- **Location annotation dataset excerpts**
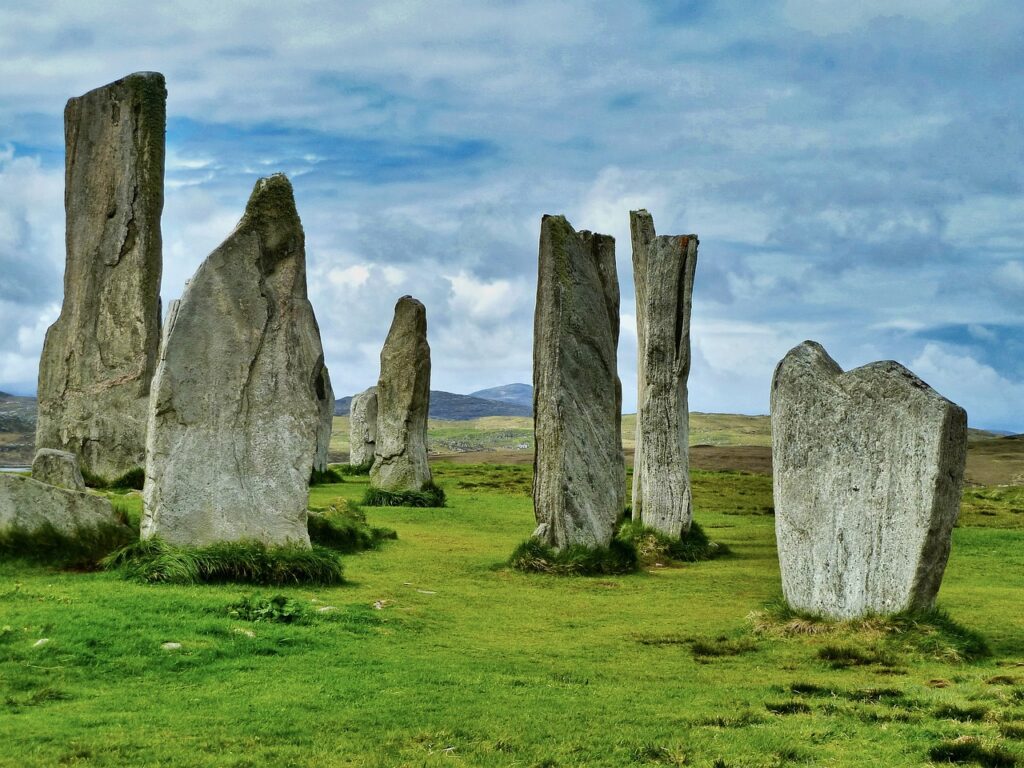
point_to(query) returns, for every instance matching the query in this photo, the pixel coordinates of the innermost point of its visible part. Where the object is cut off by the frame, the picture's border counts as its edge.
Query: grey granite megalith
(868, 467)
(402, 402)
(325, 396)
(236, 410)
(363, 428)
(663, 273)
(579, 471)
(28, 505)
(99, 355)
(57, 468)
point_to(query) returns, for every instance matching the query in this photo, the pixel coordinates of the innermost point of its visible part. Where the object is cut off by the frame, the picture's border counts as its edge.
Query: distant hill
(521, 394)
(451, 407)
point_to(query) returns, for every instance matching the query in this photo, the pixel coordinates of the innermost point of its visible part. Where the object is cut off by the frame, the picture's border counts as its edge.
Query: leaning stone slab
(363, 427)
(402, 402)
(579, 471)
(99, 355)
(868, 467)
(28, 505)
(57, 468)
(663, 273)
(237, 406)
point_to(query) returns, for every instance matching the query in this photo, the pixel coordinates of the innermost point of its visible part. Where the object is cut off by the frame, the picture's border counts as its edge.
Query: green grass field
(436, 654)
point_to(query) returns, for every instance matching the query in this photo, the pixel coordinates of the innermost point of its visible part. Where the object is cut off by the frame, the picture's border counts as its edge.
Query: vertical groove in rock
(99, 355)
(663, 272)
(579, 471)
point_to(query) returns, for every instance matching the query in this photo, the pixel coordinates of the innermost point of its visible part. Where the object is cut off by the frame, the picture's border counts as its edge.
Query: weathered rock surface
(29, 505)
(325, 396)
(868, 467)
(663, 273)
(237, 408)
(402, 402)
(363, 427)
(57, 468)
(579, 471)
(99, 355)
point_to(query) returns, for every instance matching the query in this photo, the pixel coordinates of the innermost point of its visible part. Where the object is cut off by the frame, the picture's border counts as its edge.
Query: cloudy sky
(853, 170)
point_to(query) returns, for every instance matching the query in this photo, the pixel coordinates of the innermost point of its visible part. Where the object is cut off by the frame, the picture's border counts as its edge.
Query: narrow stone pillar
(579, 471)
(663, 272)
(99, 355)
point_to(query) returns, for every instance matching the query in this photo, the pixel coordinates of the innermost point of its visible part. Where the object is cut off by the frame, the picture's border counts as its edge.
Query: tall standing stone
(99, 355)
(237, 406)
(402, 402)
(663, 273)
(363, 428)
(868, 467)
(579, 471)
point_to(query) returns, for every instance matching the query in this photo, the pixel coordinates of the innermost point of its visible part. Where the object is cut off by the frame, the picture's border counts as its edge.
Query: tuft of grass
(155, 561)
(342, 526)
(354, 469)
(48, 545)
(534, 556)
(970, 750)
(279, 608)
(328, 476)
(430, 496)
(654, 547)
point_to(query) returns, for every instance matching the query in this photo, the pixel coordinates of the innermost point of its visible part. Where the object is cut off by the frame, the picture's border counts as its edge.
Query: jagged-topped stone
(99, 355)
(402, 402)
(868, 467)
(579, 471)
(238, 398)
(363, 427)
(57, 468)
(28, 506)
(663, 273)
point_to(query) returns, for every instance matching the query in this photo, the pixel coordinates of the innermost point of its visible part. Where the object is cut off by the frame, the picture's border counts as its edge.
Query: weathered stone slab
(363, 427)
(663, 273)
(237, 406)
(325, 396)
(402, 402)
(99, 355)
(57, 468)
(29, 505)
(579, 471)
(868, 467)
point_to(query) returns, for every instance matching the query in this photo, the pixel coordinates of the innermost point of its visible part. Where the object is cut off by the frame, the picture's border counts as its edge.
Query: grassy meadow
(435, 653)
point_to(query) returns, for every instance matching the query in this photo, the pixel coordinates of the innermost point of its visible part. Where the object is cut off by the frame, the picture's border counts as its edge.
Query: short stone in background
(236, 414)
(363, 427)
(57, 468)
(579, 470)
(99, 355)
(868, 467)
(402, 402)
(663, 273)
(28, 505)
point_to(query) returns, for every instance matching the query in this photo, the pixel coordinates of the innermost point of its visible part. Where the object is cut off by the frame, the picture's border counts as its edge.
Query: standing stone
(28, 505)
(57, 468)
(868, 467)
(579, 471)
(237, 402)
(325, 396)
(402, 402)
(363, 428)
(99, 355)
(663, 272)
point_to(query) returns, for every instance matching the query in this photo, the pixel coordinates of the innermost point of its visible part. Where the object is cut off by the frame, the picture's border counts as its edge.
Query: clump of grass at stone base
(430, 496)
(342, 526)
(653, 547)
(156, 561)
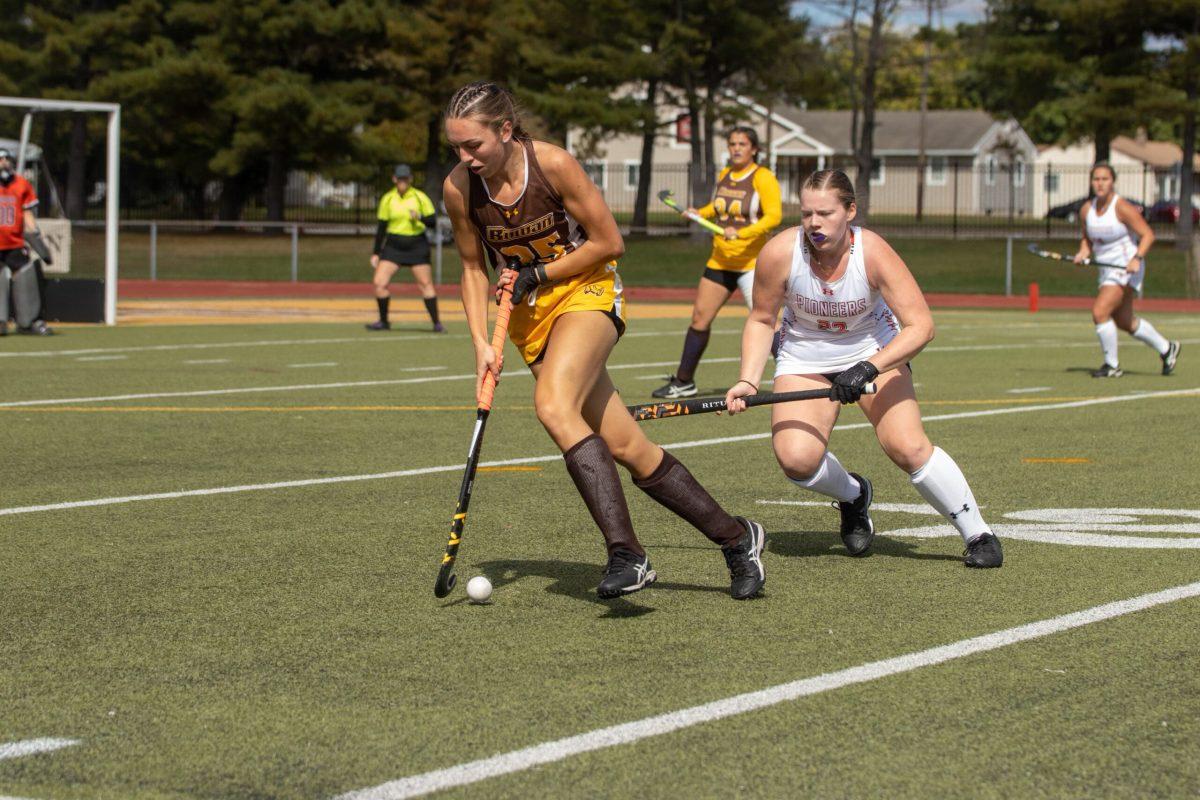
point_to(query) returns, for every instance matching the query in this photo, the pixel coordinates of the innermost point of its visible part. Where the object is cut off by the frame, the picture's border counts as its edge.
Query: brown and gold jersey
(535, 226)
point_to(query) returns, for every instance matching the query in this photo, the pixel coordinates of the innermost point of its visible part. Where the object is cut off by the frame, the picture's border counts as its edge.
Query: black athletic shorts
(725, 277)
(406, 251)
(15, 258)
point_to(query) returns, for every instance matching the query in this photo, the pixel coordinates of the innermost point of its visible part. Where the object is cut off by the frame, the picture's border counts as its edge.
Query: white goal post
(113, 186)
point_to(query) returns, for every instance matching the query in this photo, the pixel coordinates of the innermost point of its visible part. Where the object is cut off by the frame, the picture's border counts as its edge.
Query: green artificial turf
(286, 643)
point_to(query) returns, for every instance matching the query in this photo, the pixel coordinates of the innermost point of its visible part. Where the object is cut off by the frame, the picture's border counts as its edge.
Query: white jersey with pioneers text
(1113, 242)
(831, 326)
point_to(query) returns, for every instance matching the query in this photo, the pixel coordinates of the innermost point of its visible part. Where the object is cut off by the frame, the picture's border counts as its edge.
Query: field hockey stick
(1059, 257)
(447, 577)
(706, 404)
(667, 197)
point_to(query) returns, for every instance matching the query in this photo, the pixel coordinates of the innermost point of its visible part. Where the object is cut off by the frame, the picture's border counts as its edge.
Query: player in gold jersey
(511, 197)
(747, 203)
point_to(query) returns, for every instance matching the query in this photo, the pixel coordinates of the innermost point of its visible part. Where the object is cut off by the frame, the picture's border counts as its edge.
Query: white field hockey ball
(479, 589)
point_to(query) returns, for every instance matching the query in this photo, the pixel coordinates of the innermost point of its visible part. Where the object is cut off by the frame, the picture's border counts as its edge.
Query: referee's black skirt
(406, 251)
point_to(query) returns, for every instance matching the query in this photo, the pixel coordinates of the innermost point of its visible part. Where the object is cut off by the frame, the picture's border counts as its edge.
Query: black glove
(34, 238)
(528, 278)
(847, 385)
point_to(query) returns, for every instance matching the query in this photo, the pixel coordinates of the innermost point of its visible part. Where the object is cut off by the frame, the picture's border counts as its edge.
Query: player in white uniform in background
(1108, 220)
(853, 313)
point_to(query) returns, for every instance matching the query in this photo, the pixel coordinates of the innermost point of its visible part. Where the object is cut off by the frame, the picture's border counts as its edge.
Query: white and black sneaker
(1170, 358)
(983, 552)
(744, 559)
(627, 572)
(676, 389)
(857, 529)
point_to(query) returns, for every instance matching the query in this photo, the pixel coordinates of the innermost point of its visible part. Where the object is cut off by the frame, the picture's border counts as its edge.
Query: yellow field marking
(225, 409)
(1056, 461)
(509, 469)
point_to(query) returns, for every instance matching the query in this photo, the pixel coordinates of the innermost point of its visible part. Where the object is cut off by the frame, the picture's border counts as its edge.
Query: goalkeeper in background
(405, 214)
(21, 293)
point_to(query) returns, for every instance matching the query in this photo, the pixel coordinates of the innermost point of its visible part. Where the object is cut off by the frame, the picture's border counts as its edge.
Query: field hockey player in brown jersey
(511, 197)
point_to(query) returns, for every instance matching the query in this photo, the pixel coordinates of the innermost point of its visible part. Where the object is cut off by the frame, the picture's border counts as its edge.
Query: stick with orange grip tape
(447, 577)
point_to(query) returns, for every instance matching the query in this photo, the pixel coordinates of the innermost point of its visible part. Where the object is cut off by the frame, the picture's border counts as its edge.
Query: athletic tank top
(1113, 242)
(535, 224)
(829, 326)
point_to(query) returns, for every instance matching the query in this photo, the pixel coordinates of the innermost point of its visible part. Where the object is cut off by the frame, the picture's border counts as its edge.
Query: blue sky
(912, 12)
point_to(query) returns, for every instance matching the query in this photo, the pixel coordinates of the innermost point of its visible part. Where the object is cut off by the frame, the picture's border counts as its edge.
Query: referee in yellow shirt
(748, 205)
(405, 212)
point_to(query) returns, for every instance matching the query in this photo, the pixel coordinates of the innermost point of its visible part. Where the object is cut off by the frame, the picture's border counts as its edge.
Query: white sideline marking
(31, 746)
(537, 459)
(345, 384)
(630, 732)
(209, 346)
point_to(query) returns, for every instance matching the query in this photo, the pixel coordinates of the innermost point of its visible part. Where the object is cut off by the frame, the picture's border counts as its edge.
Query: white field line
(623, 734)
(213, 346)
(31, 746)
(343, 384)
(537, 459)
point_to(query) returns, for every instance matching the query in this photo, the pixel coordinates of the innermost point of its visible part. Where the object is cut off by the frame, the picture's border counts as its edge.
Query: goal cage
(58, 230)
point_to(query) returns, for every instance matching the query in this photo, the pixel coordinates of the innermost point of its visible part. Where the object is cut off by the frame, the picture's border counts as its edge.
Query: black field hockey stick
(1060, 257)
(707, 404)
(447, 577)
(667, 197)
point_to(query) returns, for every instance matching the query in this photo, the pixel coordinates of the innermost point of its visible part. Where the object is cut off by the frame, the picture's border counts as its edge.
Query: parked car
(1169, 211)
(1069, 211)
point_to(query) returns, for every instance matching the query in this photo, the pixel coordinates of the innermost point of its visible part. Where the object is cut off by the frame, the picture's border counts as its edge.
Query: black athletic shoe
(1170, 358)
(744, 559)
(676, 389)
(857, 529)
(627, 572)
(37, 329)
(983, 552)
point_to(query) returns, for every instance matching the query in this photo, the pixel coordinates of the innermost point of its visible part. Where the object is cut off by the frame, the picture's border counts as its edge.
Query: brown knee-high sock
(672, 486)
(594, 473)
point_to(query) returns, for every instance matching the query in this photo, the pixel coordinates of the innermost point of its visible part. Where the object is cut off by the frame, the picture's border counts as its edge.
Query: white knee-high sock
(1146, 332)
(832, 480)
(941, 482)
(1108, 335)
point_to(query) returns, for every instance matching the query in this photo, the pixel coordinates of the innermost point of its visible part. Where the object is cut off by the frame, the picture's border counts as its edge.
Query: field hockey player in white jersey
(1114, 233)
(852, 314)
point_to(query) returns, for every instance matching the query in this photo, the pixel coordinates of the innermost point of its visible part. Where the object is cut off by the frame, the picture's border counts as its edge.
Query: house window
(633, 170)
(935, 170)
(598, 172)
(877, 174)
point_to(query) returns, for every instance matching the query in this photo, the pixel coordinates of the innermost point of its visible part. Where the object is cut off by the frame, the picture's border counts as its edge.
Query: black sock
(693, 348)
(594, 473)
(673, 487)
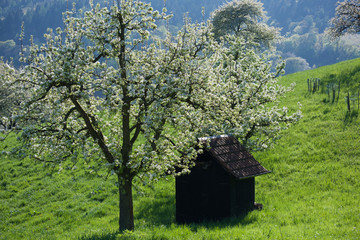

- **What to do**
Please filter the entries above down to every line that holds the string "hockey", and reproduce those lines. Case counts.

- **Result of the exercise**
Query: field hockey stick
Query: white field hockey ball
Query: field hockey player in brown jersey
Query: black field hockey stick
Query: field hockey player in white jersey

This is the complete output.